Василий Андреевич Жуковский
1783-1852
Баллады.
Жуковский выступал в самых разнообразных поэтических жанрах. Кроме уже названных, он пробовал свои возможности в балладе, романсе и сказке. Но ведущая роль в его творчестве принадлежит балладе. «Баллады, — писал поэт, — мой избранный род поэзии».
Баллада, как она обозначилась к XIX веку в сентиментально-романтической западноевропейской литературе, преимущественно в Англии (С. Т. Колридж, В. Скотт, Р. Саути) и Германии (Г. Бюргер, Ф. Шиллер, Гете, Л. Уланд), — лиро-эпическое произведение, чаще всего необычного, легендарно-исторического, фантастического и драматическо-героического характера. Этот вид как нельзя более соответствовал мрачным переживаниям и раздумьям Жуковского о жизни и о судьбах человека.
Западноевропейская, в особенности англо-шотландская и немецкая, баллада тесно связана с фольклором, ее основным источником. Благодаря этому Жуковский, переводя баллады, расширял свои знания народной литературы. Но при этом им избирались для перевода лишь романтические произведения.
Поэт создает баллады самого разнообразного содержания: античного ( «Ивиковы журавли», 1813; «Кассандра», 1809; «Ахилл», 1812-1814), средневеково-рыцарского ( «Граф Гапсбургский», 1818; «Рыцарь Тогенбург», 1818; «Адельстан», 1813; «Эолова арфа», 1814; «Замок Смальгольм, или Иванов вечер», 1822; «Кубок», 1831; «Перчатка», 1831), отечественного ( «Вадим», 1814-1817; «Светлана», 1808-1812). Всем им свойствен глубочайший лиризм.
Именно, как создатель тридцати девяти баллад, написанных с 1808 по 1833 год, поэт приобретает славу оригинального, ведущего писателя, всеми признанного главы нового направления. «Балладник» — так называли его современники, в частности Батюшков.
Стилевое своеобразие романтических произведений Жуковского с наибольшей полнотой раскрывается в балладах «Людмила», «Двенадцать спящих дев», «Светлана» и в стихотворении «Теон и Эсхин».
Баллада «Людмила», созданная по западноевропейскому образцу и являющаяся вольным переводом знаменитой баллады «Ленора» немецкого поэта Г. А. Бюргера (1747-1794), опубликована в 1808 году в девятом номере «Вестника Европы». Ее сюжет связан с русским средневековьем, с ливонскими войнами XVI-XVII веков. Людмила, не дождавшись любимого с поля брани, начала роптать на свою судьбу. Ее успокаивает мать, говоря: «Кратко жизни сей страданье; Рай — смиренным воздаянье, Ад-бунтующим сердцам; Будь послушна небесам». В этих словах основная идея баллады. За отступление от веры Людмила наказывается. Вместо награды, вечного счастья ее уделом стал ад.

ПЕРЕЧЕНЬ ЗАПИСЕЙ:

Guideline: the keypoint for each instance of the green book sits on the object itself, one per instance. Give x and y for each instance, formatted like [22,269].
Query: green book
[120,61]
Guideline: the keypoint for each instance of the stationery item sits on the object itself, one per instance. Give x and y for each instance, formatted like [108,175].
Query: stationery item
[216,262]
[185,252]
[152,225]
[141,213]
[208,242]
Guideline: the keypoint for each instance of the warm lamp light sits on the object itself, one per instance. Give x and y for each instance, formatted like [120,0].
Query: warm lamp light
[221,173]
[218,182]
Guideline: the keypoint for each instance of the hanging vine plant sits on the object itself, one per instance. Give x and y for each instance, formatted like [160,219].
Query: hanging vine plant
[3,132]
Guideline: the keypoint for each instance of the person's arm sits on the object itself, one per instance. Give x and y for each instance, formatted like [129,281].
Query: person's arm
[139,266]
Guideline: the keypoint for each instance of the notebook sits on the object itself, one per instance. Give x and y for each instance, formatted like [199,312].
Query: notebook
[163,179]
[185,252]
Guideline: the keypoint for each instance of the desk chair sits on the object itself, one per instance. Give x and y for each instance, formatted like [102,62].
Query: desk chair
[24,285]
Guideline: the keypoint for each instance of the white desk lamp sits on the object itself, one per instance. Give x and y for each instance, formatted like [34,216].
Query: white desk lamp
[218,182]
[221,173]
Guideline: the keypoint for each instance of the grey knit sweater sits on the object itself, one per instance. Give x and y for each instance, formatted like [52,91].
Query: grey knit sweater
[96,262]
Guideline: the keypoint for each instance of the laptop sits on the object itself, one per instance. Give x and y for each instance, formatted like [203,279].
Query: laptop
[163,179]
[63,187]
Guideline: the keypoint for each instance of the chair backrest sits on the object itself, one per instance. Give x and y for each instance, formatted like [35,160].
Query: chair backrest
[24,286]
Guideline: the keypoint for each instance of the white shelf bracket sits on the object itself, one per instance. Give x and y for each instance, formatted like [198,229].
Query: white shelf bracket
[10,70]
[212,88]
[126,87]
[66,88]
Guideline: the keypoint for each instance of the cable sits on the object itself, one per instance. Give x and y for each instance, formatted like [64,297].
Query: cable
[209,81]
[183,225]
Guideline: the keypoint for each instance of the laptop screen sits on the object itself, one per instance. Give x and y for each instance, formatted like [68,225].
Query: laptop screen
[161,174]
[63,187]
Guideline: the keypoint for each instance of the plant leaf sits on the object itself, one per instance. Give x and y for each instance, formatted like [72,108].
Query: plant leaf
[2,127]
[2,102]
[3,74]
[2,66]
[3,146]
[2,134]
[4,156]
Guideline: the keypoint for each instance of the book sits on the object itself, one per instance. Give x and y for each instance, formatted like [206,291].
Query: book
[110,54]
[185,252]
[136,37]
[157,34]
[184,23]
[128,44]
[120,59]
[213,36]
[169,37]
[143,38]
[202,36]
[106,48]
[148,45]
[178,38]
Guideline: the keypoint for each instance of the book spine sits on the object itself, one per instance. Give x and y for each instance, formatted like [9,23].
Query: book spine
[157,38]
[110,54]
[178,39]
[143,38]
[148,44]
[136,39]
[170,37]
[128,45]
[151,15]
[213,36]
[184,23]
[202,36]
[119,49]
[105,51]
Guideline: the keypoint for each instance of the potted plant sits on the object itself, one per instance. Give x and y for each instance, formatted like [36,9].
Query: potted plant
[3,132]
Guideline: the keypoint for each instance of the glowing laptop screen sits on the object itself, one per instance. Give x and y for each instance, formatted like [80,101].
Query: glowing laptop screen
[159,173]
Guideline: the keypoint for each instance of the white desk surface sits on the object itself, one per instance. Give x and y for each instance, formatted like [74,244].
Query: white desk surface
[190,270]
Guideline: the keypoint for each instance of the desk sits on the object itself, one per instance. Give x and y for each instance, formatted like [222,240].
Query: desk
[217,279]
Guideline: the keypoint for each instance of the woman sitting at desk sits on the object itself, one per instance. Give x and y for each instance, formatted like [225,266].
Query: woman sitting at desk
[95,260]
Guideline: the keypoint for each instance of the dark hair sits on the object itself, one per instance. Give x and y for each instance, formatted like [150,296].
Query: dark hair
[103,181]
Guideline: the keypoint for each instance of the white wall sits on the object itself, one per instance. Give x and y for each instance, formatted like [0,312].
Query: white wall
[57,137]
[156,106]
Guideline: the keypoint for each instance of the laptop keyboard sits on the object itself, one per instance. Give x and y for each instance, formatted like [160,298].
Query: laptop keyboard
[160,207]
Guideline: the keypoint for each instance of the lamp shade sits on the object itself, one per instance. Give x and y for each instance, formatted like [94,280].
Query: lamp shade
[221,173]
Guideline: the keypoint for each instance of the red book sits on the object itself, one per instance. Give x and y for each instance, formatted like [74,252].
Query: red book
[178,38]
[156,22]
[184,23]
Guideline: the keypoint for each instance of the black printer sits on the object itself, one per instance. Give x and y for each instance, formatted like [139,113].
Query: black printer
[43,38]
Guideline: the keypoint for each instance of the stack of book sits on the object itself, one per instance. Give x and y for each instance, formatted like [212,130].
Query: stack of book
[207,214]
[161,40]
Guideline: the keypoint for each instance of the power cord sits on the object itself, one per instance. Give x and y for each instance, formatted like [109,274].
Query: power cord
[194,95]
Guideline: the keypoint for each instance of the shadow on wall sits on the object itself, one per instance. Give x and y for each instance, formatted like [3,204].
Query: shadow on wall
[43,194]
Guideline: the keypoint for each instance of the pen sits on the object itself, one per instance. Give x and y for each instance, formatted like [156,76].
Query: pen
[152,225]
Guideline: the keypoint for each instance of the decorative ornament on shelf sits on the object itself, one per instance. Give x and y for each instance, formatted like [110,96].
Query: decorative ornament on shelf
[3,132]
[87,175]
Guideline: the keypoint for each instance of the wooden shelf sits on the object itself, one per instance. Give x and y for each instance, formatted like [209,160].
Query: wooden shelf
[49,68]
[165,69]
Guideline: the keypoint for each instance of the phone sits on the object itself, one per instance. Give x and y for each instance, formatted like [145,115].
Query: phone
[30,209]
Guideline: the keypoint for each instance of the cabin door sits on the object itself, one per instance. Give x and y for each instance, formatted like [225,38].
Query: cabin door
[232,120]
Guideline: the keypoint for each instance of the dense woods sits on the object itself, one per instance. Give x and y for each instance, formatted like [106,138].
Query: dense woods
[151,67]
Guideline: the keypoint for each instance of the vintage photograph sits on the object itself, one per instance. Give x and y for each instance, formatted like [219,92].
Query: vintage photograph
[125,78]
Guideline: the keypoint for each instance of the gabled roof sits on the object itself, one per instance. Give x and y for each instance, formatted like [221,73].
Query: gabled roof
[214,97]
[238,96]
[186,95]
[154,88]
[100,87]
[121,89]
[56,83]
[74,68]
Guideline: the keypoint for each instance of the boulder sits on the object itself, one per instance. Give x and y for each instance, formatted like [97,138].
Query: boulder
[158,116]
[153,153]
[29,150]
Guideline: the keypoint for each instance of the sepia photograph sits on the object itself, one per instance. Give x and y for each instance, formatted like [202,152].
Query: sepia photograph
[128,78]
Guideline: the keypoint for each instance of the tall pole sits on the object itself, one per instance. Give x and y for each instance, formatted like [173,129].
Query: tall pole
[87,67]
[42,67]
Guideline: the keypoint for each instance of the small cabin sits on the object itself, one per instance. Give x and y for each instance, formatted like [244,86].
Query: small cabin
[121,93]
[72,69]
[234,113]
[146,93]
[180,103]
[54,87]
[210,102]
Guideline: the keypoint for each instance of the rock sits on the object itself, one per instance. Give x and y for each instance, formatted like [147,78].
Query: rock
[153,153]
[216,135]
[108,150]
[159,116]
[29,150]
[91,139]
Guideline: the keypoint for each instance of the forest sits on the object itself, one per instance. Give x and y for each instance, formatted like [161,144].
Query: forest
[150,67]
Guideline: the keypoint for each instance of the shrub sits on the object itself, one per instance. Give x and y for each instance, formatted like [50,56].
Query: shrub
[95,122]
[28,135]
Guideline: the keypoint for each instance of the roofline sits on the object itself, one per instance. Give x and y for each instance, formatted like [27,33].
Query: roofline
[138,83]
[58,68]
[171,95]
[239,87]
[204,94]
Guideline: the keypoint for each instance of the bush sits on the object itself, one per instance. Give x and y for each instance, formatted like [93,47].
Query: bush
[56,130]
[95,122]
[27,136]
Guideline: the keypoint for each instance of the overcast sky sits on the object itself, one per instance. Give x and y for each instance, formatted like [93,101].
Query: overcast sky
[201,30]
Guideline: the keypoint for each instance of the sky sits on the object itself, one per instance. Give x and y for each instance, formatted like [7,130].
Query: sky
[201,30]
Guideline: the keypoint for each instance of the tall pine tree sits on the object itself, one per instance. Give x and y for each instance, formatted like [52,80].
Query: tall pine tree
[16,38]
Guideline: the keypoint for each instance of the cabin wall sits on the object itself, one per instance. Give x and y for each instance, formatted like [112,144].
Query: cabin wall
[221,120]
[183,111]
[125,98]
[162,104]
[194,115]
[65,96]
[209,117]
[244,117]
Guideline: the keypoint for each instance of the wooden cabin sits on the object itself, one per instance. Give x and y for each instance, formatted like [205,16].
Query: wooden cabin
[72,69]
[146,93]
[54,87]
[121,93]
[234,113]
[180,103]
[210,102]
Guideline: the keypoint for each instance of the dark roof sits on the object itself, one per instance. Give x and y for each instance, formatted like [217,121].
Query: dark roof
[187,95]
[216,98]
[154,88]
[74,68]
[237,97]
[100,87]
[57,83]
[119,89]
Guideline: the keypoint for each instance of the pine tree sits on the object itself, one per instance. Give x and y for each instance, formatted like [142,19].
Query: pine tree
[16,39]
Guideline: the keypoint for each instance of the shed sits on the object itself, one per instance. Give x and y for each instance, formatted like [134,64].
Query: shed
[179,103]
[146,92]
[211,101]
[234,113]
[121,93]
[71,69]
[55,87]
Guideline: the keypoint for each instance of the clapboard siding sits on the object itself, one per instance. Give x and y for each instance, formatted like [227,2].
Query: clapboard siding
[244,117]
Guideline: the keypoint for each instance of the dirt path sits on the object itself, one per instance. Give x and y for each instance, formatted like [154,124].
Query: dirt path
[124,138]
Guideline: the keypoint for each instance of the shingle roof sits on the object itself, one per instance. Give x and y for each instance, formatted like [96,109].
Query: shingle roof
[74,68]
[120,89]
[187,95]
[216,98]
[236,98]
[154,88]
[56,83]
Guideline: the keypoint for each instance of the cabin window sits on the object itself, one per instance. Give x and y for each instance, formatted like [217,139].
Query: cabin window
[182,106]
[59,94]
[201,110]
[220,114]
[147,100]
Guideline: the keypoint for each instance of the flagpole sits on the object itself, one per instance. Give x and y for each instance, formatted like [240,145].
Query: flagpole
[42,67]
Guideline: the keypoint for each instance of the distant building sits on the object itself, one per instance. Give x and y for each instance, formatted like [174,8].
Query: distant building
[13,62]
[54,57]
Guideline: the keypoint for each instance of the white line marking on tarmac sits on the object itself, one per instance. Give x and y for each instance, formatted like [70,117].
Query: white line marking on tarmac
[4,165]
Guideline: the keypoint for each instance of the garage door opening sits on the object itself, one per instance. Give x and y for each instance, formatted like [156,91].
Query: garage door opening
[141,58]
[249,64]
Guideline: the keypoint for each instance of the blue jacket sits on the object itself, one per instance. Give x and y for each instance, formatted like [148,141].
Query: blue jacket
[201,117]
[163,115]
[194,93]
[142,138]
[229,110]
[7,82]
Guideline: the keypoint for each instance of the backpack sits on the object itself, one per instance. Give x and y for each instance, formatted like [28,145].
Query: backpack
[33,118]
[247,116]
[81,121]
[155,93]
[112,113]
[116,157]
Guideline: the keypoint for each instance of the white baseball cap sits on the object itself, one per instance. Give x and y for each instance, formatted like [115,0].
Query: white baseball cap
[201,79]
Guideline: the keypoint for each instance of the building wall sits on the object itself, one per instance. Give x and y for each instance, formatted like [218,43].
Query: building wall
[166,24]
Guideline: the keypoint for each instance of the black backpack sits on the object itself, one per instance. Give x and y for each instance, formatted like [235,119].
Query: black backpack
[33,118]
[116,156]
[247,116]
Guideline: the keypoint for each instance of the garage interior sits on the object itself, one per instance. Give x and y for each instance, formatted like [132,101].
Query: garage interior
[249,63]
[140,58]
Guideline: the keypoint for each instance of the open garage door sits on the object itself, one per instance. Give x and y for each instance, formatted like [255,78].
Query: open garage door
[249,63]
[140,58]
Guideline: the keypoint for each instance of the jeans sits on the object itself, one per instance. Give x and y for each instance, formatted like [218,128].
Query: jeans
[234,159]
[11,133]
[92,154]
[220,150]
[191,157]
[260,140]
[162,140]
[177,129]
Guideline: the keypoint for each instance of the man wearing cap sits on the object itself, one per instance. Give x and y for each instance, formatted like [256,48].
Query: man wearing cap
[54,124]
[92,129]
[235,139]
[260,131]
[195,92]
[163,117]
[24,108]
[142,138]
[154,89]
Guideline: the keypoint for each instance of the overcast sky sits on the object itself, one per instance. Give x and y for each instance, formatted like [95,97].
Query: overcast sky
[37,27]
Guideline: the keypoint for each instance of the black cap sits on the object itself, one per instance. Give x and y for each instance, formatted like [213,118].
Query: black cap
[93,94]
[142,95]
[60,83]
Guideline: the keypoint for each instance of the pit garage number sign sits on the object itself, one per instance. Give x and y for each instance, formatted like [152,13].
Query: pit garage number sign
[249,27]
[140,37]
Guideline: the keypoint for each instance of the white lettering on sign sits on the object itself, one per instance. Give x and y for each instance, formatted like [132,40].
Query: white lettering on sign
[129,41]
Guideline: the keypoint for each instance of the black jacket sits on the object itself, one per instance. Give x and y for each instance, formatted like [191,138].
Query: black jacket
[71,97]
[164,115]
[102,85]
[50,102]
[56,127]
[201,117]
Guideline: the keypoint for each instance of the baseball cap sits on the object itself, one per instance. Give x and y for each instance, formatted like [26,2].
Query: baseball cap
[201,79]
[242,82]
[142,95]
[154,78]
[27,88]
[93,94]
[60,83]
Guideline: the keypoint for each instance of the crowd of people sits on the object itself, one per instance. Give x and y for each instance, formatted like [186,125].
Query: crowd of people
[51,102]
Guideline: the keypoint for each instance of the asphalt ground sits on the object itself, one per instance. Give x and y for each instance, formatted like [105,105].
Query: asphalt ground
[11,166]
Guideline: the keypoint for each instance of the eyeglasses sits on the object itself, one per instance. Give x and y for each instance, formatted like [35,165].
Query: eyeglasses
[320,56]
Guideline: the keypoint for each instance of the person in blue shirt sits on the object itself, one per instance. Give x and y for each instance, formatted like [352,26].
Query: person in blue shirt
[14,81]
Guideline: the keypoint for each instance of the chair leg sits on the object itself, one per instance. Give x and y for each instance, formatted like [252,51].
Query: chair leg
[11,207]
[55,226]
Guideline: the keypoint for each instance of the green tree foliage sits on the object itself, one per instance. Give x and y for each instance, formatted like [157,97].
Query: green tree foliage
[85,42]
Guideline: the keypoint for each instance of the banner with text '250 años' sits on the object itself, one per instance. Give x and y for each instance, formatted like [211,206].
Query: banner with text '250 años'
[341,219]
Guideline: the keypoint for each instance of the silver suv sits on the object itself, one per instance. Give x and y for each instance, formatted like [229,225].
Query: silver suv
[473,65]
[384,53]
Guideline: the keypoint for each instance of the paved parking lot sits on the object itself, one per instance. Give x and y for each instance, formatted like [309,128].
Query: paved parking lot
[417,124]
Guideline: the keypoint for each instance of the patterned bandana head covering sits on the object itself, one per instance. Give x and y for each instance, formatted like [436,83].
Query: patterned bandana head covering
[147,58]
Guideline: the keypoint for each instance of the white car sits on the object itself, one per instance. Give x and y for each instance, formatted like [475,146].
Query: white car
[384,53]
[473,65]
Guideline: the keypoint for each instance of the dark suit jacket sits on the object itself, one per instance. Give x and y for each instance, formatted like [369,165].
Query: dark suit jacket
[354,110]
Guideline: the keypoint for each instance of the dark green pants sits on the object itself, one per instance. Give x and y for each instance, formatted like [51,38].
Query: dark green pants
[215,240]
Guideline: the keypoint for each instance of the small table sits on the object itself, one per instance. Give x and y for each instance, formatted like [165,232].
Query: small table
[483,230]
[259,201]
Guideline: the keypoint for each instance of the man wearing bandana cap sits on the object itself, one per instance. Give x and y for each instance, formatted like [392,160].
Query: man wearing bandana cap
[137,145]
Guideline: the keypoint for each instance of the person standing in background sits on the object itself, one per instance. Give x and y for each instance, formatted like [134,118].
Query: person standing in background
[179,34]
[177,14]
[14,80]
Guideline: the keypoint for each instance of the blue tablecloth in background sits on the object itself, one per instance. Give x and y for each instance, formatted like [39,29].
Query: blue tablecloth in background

ЗАДАНИЕ 1:
Определите, соответствует ли тексту о балладах Жуковского каждое из утверждений: (a) поэт называл балладу своим избранным родом поэзии; (b) баллада «Людмила» впервые напечатана в 1812 году; (c) Батюшков называл Жуковского «балладником». Ответ на каждое дайте словом «да» или «нет» и подтвердите точной цитатой из текста.
ЗАДАНИЕ 2:
Продолжите текст о балладах Жуковского с того места, на котором он обрывается.

ПИСЬМЕННЫЙ ОТВЕТ 1:
(a) Да: «Баллады, — писал поэт, — мой избранный род поэзии».
(b) Нет: «опубликована в 1808 году в девятом номере «Вестника Европы»».
(c) Да: ««Балладник» — так называли его современники, в частности Батюшков».

ПИСЬМЕННЫЙ ОТВЕТ 2:
Уже в сентиментальных произведениях Жуковский обнаружил преобладающий интерес к психологическому миру своих героев. В «Людмиле» и во всех последующих произведениях психологическая обрисовка персонажей становится еще более глубокой и тонкой. Поэт стремится воссоздать все перипетии переживаний Людмилы: тревогу и грусть по милому, ожившие надежды на сладостное свидание и неудержимую скорбь, отчаяние, недоумение и радость, сменяющиеся страхом и смертным ужасом, когда любимый привозит ее на кладбище, к собственной могиле.
В соответствии с общим духом этой баллады в ней отчетливо отразилась созерцательно-лирическая лексика: «приуныв», «вздыхала», «мечтала». Слово «тихий», в разнообразных сочетаниях повторяется здесь более десяти раз ( «тихо идет», «тихою дубравой», «тихий… хор»). В балладе явственно обнаруживается склонность к лирико-эмоциональным эпитетам: «томну голову», «милый друг», «безотрадная обитель», «прискорбны очи», «нежною рукой». Стремление передать неопределенность световых оттенков только что наступившей ночи привело к фразеологизму «светлый сумрак».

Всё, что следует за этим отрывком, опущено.